(Data items)
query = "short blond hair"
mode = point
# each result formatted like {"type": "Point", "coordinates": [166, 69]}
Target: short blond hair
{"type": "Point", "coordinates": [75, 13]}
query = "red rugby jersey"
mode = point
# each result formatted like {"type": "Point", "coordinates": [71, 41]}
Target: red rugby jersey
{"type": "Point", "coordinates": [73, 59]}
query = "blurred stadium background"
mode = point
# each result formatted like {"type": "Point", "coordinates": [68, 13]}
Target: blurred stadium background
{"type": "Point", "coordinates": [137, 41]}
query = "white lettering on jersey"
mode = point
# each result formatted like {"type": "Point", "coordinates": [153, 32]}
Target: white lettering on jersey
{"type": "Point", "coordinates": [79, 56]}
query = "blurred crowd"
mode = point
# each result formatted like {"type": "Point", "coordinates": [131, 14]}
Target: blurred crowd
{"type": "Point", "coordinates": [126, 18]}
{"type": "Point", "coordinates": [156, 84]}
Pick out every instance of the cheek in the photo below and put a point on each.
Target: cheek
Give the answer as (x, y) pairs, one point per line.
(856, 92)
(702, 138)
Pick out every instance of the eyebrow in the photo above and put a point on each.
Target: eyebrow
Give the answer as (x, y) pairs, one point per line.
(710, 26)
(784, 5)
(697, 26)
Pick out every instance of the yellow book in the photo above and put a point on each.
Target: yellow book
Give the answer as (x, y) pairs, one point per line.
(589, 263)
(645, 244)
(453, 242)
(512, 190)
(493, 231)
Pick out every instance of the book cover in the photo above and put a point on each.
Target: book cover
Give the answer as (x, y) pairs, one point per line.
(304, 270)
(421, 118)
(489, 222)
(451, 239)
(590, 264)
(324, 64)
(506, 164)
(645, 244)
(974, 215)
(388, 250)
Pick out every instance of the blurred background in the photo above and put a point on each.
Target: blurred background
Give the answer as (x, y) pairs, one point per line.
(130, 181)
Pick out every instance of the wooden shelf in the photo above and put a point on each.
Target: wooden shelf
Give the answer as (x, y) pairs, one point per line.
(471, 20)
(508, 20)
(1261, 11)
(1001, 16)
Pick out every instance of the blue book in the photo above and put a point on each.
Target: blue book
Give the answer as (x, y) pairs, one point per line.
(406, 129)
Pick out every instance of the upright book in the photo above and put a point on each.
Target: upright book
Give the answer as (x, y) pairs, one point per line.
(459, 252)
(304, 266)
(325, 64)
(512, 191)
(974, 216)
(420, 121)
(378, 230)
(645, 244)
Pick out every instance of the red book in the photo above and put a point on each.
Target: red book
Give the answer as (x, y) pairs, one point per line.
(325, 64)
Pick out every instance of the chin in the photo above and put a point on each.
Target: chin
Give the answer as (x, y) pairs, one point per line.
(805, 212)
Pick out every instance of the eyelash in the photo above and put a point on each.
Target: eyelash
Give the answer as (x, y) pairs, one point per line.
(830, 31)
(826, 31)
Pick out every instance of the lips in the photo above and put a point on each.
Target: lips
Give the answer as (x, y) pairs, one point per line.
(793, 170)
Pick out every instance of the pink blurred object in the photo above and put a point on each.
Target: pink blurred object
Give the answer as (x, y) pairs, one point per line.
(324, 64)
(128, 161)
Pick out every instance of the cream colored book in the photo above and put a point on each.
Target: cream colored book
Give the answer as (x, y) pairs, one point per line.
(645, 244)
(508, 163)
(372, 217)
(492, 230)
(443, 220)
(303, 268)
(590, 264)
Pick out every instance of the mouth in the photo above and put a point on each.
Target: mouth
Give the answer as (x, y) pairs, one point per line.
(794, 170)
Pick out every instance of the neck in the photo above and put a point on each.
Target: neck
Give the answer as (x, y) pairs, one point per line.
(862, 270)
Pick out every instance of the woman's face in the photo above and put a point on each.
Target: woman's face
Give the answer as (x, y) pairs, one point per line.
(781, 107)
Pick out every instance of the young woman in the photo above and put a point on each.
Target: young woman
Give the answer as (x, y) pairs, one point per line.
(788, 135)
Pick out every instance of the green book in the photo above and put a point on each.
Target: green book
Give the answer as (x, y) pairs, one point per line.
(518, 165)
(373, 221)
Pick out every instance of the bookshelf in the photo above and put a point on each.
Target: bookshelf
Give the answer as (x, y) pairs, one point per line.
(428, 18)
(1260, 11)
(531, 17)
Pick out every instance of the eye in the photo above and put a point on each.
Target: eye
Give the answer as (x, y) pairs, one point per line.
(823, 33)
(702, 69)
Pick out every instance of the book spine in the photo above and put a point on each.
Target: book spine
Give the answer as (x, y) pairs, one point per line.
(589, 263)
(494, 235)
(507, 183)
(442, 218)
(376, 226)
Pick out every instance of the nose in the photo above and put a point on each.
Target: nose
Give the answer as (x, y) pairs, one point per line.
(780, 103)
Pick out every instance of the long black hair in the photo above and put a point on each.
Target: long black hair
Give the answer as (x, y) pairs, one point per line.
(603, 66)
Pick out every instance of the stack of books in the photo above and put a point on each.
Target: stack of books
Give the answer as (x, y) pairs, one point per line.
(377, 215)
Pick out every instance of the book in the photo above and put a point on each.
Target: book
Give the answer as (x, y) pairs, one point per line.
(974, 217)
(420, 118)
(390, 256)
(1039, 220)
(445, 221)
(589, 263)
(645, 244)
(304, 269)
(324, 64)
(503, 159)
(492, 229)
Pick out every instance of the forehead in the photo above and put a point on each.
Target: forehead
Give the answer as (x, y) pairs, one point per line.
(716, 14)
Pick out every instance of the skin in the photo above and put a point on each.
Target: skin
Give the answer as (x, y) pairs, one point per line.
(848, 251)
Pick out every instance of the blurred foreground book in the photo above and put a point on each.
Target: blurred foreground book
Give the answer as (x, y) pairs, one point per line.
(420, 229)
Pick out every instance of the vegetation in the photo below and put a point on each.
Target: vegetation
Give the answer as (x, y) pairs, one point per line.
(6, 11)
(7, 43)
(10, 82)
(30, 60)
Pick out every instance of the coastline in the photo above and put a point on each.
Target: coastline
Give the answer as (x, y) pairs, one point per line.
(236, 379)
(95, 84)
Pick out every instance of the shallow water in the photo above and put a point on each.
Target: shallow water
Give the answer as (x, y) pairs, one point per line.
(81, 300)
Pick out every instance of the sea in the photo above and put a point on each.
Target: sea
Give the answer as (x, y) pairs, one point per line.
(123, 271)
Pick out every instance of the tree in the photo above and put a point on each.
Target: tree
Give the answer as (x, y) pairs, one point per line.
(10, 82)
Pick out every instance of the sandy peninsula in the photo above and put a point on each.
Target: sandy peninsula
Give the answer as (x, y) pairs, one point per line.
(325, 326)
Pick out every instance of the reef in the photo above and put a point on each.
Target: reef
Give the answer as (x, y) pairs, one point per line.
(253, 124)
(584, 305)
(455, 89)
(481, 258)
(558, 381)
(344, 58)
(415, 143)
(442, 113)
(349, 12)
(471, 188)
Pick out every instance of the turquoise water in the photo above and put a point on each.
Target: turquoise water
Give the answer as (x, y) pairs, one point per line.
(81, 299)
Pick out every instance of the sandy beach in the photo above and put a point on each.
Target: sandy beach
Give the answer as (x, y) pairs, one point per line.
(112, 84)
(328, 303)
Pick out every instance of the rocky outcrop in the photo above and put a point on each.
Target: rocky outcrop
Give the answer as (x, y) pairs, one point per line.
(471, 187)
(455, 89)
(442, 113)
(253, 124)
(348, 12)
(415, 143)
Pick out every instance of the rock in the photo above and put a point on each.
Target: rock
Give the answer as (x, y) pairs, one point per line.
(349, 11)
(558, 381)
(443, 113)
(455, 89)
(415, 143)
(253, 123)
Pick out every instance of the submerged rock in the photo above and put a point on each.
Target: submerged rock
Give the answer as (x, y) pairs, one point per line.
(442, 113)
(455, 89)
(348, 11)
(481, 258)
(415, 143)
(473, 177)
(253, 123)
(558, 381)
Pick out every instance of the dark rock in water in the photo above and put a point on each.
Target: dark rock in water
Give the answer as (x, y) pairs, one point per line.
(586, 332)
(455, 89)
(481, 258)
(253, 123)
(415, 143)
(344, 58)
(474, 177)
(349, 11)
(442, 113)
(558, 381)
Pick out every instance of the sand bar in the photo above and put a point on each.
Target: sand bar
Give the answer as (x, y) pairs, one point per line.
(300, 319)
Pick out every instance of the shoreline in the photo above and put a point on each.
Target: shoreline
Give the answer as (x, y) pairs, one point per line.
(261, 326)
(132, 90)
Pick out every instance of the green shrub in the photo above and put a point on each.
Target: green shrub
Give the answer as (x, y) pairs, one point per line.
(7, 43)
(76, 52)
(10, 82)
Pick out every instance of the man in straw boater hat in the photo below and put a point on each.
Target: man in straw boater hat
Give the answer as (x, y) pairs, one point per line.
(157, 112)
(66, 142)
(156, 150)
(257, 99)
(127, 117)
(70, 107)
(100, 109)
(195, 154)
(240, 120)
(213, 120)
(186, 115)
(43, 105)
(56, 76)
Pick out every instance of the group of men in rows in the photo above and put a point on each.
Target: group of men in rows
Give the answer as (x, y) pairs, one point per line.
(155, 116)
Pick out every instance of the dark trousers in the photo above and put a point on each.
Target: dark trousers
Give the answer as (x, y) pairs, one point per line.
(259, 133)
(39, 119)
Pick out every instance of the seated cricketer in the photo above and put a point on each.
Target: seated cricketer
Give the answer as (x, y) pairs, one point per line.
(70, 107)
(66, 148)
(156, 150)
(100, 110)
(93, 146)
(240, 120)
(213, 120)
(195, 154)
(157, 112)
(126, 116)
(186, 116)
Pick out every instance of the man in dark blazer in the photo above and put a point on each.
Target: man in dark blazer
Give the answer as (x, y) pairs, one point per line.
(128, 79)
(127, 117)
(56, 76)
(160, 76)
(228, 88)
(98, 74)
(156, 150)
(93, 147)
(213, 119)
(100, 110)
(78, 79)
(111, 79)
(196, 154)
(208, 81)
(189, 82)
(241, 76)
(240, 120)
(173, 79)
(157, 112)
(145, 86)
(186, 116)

# [What the task asks]
Repeat, exactly as they stand above, the lines from the line with "Pick out every instance of the blurred foreground" to the line with "Target: reef", both lines included.

# [Reply]
Pick out every instance of the blurred foreground book in the photo above and put a point on each.
Target: blurred foreground book
Give the answer as (x, y) pairs, one point per line.
(420, 229)
Pick out every instance of the vegetation in the photo below and put a point on each.
Target: vegetation
Give the answer as (x, y) pairs, one point per line.
(6, 11)
(7, 43)
(10, 82)
(30, 60)
Pick out every instance of the coastline in the photo above and put a point on each.
Target: coastline
Give the answer as (x, y) pairs, one point per line.
(236, 379)
(95, 84)
Pick out every instance of the shallow water in the photo above and put a point on each.
Target: shallow water
Give the answer as (x, y) pairs, one point per line.
(81, 300)
Pick out every instance of the sea in the photo above and put a point on each.
Target: sea
Give the answer as (x, y) pairs, one point per line.
(123, 271)
Pick out every instance of the tree in the photo above and put a point on each.
Target: tree
Give the answer as (x, y) pairs, one point per line.
(10, 82)
Pick out every instance of the sandy peninsula in the photo above and put a point on each.
Target: sandy peninsula
Give the answer as (x, y) pairs, one point per line.
(325, 326)
Pick out every instance of the reef in the photo above and put a point on each.
Target: reef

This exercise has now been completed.